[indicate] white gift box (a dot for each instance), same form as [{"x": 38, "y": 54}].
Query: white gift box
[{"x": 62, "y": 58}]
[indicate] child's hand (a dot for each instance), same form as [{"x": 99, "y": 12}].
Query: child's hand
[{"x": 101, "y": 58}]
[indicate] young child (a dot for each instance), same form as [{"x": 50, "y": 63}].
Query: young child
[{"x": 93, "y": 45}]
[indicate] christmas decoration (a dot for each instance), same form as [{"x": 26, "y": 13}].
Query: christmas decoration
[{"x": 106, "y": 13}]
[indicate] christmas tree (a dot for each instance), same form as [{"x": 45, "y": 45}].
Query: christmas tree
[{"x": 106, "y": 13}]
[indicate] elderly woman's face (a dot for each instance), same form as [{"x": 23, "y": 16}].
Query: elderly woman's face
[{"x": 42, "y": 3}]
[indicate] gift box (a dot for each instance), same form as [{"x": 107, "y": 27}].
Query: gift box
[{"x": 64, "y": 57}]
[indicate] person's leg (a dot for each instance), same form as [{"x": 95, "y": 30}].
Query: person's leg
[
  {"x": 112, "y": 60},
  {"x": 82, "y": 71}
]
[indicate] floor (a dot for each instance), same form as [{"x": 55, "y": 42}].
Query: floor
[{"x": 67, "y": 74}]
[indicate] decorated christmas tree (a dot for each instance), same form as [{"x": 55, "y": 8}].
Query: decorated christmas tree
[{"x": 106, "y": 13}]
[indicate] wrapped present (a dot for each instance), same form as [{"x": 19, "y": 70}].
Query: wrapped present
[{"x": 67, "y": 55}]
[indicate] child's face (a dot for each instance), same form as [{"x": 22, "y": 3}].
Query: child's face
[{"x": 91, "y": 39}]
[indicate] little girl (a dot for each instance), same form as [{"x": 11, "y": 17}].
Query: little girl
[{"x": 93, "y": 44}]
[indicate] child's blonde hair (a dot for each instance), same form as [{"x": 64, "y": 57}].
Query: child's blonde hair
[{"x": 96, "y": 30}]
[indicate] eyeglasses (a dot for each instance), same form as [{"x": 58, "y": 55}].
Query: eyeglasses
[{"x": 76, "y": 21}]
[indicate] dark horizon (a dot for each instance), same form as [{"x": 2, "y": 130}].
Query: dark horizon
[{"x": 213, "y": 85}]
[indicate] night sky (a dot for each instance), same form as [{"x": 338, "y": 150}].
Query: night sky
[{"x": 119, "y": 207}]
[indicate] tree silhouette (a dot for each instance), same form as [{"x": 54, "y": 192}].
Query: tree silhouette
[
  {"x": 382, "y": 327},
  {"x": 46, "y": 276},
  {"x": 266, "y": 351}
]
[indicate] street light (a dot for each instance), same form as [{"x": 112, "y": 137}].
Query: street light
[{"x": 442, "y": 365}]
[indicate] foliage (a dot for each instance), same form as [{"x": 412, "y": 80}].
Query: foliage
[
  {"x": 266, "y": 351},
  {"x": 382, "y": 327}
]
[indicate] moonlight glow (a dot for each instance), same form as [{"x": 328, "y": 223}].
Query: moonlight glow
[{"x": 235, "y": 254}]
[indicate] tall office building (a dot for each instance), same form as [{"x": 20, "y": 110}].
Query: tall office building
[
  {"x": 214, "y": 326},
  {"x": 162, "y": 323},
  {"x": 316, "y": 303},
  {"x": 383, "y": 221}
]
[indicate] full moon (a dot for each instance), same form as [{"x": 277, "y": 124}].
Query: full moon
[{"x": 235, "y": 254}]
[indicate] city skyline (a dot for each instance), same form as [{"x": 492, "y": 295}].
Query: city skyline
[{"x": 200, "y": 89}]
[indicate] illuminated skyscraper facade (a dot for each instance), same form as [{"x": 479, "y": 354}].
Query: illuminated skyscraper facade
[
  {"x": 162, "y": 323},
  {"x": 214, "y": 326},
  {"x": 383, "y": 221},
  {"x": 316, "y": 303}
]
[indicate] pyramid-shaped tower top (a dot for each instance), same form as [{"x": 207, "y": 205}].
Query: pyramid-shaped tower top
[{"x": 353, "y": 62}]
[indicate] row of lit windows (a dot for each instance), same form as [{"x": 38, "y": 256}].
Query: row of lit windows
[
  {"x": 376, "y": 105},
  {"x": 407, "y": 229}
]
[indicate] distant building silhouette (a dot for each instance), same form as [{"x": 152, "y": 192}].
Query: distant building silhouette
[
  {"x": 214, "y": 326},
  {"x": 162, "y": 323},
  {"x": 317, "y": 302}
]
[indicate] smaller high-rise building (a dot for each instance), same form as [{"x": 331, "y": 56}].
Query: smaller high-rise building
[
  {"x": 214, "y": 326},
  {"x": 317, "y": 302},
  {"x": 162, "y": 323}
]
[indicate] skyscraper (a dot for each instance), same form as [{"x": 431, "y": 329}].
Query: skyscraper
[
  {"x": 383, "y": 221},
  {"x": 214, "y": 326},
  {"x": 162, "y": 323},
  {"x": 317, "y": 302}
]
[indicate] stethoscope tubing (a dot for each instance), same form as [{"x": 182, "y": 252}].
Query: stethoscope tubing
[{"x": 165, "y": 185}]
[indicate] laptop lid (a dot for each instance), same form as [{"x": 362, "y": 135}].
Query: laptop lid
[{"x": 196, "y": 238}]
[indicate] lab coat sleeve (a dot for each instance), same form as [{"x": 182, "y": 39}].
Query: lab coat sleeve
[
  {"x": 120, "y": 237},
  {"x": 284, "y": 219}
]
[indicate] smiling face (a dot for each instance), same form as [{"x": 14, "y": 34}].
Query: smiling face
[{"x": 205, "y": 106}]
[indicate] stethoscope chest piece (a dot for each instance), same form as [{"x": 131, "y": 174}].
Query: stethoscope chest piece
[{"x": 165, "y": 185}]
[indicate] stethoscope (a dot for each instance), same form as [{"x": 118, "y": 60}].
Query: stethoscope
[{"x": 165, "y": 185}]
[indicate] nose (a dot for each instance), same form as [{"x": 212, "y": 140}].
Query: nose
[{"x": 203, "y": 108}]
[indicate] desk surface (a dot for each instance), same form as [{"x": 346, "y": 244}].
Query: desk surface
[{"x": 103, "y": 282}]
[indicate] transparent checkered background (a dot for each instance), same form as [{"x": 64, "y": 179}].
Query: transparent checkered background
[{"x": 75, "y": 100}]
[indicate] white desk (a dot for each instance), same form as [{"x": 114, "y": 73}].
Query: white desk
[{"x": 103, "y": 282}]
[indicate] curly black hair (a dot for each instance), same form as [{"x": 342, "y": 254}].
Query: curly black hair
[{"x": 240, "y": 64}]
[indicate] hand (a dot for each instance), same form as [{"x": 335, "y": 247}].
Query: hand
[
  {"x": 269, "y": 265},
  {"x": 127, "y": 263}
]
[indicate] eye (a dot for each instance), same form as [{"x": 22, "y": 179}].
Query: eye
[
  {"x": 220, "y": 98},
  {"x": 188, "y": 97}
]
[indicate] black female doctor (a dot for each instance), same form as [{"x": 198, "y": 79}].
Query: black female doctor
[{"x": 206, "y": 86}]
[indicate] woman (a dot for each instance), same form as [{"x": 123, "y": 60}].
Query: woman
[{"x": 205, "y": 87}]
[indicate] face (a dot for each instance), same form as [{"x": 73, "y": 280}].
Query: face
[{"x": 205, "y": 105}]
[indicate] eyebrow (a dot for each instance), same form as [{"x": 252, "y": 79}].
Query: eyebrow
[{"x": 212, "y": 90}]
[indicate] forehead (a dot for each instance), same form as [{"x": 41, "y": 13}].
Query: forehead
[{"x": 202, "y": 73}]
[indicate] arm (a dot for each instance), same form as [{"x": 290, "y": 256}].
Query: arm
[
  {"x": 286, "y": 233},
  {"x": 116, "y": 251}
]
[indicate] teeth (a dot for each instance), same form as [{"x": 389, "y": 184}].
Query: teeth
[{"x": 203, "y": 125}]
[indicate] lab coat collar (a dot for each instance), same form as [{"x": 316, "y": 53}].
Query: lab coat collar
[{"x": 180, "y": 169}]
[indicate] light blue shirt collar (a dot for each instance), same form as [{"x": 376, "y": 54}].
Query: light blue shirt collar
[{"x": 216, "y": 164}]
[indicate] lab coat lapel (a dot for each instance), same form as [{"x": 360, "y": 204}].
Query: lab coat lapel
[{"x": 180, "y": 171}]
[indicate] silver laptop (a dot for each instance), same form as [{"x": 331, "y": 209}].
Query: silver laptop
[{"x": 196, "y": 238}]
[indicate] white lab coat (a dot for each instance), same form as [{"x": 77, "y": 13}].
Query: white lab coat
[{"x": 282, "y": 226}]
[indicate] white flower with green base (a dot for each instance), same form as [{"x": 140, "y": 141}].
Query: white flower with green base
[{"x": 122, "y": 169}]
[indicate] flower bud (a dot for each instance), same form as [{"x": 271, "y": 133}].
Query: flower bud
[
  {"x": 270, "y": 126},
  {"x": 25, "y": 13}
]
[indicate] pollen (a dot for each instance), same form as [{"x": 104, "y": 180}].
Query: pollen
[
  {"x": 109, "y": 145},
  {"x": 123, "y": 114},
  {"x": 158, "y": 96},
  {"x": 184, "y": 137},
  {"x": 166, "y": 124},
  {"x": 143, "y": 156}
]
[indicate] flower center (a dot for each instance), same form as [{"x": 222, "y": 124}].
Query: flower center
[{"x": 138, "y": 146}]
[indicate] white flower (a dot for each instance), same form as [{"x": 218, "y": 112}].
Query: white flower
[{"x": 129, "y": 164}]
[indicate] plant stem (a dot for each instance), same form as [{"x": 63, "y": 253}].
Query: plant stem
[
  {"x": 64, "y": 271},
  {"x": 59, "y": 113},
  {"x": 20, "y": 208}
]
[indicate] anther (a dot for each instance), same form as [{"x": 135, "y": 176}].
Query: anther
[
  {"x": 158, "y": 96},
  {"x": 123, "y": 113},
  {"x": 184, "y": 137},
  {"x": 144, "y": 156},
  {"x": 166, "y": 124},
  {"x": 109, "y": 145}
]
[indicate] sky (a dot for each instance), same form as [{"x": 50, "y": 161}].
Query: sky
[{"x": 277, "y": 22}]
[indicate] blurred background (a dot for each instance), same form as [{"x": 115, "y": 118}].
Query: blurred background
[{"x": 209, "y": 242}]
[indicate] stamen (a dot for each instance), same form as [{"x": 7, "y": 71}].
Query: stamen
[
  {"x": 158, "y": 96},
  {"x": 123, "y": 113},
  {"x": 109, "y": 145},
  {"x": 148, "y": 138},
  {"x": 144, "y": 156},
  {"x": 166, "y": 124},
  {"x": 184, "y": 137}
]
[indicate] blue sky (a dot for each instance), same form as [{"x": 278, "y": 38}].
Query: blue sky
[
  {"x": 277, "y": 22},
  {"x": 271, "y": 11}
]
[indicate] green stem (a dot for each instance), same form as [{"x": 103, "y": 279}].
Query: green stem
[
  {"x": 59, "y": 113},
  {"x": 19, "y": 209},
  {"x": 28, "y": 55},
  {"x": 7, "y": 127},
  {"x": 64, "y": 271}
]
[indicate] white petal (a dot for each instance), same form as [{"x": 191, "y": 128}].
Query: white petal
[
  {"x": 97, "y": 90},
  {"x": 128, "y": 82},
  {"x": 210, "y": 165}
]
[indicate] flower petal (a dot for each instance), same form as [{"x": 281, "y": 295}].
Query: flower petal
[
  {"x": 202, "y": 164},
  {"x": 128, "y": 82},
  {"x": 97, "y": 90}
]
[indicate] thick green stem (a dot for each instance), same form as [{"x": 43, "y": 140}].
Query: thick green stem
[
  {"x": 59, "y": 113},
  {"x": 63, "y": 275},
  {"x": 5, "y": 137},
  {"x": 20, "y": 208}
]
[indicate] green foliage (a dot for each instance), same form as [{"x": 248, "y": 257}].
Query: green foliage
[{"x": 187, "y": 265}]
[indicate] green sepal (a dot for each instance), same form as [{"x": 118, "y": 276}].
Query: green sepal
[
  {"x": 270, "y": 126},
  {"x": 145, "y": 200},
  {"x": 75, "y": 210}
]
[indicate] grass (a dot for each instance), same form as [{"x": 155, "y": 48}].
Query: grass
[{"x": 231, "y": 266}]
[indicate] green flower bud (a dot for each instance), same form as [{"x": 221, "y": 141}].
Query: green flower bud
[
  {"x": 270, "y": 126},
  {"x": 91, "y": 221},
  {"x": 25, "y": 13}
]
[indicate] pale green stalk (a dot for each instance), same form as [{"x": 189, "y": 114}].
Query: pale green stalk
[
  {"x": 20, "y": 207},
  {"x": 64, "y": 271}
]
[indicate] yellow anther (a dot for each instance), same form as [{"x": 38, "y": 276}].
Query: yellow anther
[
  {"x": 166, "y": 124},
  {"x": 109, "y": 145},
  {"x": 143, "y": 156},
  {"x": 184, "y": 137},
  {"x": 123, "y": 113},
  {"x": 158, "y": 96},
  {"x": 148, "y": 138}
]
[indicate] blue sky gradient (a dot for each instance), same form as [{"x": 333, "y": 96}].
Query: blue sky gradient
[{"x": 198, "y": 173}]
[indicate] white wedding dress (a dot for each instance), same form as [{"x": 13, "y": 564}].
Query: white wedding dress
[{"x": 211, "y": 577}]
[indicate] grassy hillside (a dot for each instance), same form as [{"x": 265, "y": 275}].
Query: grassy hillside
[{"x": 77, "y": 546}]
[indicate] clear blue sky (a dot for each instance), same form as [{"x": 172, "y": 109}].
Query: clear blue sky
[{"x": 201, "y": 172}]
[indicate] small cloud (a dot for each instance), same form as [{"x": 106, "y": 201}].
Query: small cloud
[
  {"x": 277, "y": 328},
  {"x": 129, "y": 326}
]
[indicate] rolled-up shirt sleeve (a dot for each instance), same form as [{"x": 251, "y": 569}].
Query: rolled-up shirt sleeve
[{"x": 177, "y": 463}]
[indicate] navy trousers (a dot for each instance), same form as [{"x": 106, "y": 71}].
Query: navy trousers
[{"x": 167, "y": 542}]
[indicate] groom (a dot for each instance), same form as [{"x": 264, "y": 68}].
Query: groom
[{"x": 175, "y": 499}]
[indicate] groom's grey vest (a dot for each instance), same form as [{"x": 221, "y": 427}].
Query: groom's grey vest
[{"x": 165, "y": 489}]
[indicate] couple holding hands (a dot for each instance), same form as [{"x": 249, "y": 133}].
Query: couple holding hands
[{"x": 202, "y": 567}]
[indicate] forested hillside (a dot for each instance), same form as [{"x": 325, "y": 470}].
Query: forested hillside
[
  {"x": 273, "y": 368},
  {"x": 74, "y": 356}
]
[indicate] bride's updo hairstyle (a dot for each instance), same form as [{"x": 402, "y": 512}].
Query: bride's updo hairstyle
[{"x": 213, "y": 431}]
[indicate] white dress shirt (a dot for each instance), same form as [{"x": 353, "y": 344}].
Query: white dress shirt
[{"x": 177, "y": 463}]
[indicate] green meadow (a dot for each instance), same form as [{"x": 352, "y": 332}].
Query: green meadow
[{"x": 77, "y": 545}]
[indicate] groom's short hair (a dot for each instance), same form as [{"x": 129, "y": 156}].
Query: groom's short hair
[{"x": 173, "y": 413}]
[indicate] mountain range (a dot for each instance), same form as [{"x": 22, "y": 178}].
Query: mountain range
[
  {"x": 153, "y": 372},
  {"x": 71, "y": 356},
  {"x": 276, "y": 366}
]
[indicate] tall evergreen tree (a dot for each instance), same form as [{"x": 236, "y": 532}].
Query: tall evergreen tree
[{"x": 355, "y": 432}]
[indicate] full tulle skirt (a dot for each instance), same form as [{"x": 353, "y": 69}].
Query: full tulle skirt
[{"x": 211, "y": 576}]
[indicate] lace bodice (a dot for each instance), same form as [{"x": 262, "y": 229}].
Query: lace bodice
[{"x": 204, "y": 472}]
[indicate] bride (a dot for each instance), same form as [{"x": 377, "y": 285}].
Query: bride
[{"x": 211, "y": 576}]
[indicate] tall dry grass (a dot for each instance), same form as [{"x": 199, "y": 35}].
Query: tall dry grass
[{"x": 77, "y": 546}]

= = = = = = =

Only the lines from the one containing "[indicate] rolled-up shirt" to the end of the listing belong in the output, each reproduced exactly.

[indicate] rolled-up shirt sleeve (a dot for each instance), same form as [{"x": 251, "y": 569}].
Query: rolled-up shirt sleeve
[{"x": 177, "y": 463}]
[indicate] navy trousers (a dot for each instance), same form as [{"x": 106, "y": 71}].
Query: navy trousers
[{"x": 167, "y": 542}]
[indicate] groom (a dot for each instance), same form as [{"x": 264, "y": 68}].
Query: groom
[{"x": 175, "y": 499}]
[indicate] groom's grey vest (a dot for each instance), same form as [{"x": 221, "y": 427}].
Query: groom's grey vest
[{"x": 165, "y": 489}]
[indicate] couple holding hands (a dot for each instance), same form as [{"x": 249, "y": 133}].
Query: couple holding hands
[{"x": 202, "y": 567}]
[indicate] forested hillside (a dot for each instance), same form as [{"x": 325, "y": 470}].
Query: forested hillside
[
  {"x": 273, "y": 368},
  {"x": 74, "y": 356}
]
[indicate] bride's updo hairstyle (a dot for each instance), same form as [{"x": 402, "y": 512}].
Query: bride's updo hairstyle
[{"x": 213, "y": 431}]
[indicate] white dress shirt (a dot for each instance), same form as [{"x": 353, "y": 344}].
Query: white dress shirt
[{"x": 177, "y": 463}]
[indicate] green meadow (a dot for each instance), same form as [{"x": 352, "y": 332}].
Query: green meadow
[{"x": 77, "y": 545}]
[indicate] groom's short hair (a dot for each instance), same form as [{"x": 129, "y": 156}].
Query: groom's short hair
[{"x": 173, "y": 413}]
[indicate] mountain range (a dot for each instance), same form as [{"x": 22, "y": 178}].
Query: mountain range
[
  {"x": 153, "y": 372},
  {"x": 71, "y": 356},
  {"x": 276, "y": 366}
]
[indicate] tall evergreen tree (a dot for each instance), same form as [{"x": 236, "y": 532}].
Query: tall evergreen tree
[{"x": 355, "y": 432}]
[indicate] full tulle skirt (a dot for each instance), same form as [{"x": 353, "y": 69}].
Query: full tulle skirt
[{"x": 211, "y": 576}]
[indicate] lace bodice (a dot for each instance), same form as [{"x": 262, "y": 229}].
Query: lace bodice
[{"x": 204, "y": 472}]
[indicate] bride (a dot for each instance), same form as [{"x": 377, "y": 285}].
Query: bride
[{"x": 211, "y": 576}]
[indicate] tall dry grass (a dot for each instance), same form as [{"x": 199, "y": 35}].
Query: tall dry grass
[{"x": 77, "y": 546}]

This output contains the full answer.